• [Excerpted passage]
'''
"Seegrid will be due for a migration to confluence on the 1st of August. Any update on or after the 1st of August will NOT be migrated"

GML Identifiers Discussion board

Related pages

Contents

URN vs. URL email discussion track

This part reports some discussion that took place via email and relates to the use of http-URIs (aka URL) versus URN. The discussion was first centred on identifier for concepts in Ontologies.

Friday 20/11/2009

Another 'heads-up' - under pressure from various quarters, both INSPIRE and OGC are likely to switch from URNs to http-URIs (formerly known as URLs, and commonly referred to as just URIs by the semantics web mafia) for persistent identifiers.

The arguments pro and con are legion, but the battle is largely over.

The key thing to realise is that, even though moving to http URIs removes the resolver problem, it does not remove the governance issue. In fact it pushes back on the identifier-creator an implicit requirement to maintain a http service at the address use for as long as the identifier is expected to be valid. In the case of system specifications (schemas, feature-types, classifiers) this is effectively 'in perpetuity'.
'''
• [Exercises]
[A] List the kinds of system specifications that the GML identifiers discussion gives in parentheses.
[B] Rewrite the GML identifiers discussion from "Another 'heads-up' - under" up to and including "for persistent identifiers.", substituting "stable identifiers" for "persistent identifiers".
The records are not needed for this work.

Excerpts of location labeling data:
'''
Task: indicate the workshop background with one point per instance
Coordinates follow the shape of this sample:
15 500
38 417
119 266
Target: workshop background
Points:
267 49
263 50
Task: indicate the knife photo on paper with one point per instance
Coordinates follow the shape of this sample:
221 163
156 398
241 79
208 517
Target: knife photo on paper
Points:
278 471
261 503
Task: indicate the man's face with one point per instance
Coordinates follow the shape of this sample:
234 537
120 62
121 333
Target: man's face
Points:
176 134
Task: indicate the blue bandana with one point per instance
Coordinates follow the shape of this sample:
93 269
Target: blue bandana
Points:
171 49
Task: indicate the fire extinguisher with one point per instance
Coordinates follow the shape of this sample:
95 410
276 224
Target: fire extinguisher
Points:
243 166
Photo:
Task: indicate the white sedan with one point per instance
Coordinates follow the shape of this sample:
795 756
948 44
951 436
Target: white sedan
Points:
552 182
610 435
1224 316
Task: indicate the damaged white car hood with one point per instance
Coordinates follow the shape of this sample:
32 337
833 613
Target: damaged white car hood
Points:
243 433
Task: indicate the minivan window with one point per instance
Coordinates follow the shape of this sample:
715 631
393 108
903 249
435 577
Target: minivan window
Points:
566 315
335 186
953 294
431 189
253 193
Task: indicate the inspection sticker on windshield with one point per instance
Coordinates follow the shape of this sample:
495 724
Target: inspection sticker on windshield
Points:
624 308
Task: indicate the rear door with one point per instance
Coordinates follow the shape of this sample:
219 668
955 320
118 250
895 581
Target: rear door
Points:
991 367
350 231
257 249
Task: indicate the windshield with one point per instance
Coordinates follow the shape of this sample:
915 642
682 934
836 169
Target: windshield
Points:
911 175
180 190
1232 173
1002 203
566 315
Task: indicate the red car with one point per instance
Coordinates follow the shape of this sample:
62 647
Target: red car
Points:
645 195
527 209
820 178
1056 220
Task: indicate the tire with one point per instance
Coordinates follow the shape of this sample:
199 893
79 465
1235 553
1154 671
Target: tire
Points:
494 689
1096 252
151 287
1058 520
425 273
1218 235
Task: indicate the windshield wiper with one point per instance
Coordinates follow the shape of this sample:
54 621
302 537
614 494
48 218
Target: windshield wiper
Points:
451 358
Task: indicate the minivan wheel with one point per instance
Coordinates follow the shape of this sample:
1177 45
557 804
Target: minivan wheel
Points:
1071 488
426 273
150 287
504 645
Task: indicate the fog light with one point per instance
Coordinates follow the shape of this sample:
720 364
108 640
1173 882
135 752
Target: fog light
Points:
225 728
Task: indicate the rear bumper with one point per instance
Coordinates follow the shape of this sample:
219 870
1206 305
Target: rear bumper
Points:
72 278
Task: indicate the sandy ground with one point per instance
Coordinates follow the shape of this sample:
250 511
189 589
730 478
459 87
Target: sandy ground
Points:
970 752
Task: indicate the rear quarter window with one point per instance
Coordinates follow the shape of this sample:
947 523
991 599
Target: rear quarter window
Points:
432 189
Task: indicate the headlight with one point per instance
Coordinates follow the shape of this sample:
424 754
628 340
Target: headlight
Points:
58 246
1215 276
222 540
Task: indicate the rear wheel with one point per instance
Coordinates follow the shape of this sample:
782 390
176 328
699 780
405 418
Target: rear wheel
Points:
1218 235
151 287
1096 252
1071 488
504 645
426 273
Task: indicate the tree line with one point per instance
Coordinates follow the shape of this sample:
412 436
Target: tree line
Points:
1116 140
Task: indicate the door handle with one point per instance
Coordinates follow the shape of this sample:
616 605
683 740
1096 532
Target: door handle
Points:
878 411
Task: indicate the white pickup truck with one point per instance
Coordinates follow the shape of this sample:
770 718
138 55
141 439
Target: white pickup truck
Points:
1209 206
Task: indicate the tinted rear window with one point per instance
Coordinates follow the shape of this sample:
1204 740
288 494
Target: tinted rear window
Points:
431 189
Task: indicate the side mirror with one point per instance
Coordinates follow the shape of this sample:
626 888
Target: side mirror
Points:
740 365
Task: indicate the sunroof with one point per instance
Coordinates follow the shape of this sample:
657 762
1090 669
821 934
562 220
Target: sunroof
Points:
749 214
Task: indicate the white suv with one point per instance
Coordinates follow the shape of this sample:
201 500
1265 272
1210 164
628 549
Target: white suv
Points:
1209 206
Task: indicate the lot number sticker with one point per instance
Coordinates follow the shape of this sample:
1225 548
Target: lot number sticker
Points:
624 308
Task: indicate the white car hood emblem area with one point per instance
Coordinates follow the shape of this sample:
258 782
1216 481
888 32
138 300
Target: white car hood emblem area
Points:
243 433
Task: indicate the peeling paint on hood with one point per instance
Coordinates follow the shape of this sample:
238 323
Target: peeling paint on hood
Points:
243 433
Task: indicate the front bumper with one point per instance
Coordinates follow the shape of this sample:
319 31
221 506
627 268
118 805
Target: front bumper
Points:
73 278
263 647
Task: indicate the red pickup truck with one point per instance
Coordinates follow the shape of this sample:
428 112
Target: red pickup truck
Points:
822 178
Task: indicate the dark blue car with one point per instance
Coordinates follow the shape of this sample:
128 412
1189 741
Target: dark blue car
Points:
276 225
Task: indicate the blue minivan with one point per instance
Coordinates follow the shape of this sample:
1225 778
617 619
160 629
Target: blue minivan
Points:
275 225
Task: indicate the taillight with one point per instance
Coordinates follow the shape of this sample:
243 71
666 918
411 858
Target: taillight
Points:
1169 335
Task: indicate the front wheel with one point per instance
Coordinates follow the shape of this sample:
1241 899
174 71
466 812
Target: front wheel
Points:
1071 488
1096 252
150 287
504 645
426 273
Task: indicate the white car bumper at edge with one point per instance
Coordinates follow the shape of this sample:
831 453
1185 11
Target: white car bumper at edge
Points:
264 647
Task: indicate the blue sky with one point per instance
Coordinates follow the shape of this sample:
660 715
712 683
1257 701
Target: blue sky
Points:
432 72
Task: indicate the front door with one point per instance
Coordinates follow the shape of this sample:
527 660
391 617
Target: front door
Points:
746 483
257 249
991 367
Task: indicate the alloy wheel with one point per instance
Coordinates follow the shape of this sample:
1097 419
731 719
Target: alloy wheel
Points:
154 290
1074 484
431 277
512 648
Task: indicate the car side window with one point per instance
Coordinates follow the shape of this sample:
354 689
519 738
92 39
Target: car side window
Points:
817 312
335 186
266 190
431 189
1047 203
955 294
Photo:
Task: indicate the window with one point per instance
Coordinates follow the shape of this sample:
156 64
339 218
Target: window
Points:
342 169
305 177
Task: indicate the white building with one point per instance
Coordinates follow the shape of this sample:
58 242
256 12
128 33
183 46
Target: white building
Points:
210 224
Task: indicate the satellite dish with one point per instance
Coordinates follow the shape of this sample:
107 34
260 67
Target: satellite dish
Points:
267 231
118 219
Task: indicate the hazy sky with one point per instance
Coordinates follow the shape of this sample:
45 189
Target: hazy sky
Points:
'''
• [Results of the exercise]
[A] schemas, feature-types, classifiers

[B]
Another 'heads-up' - under pressure from various quarters, both INSPIRE and OGC are likely to switch from URNs to http-URIs (formerly known as URLs, and commonly referred to as just URIs by the semantics web mafia) for stable identifiers.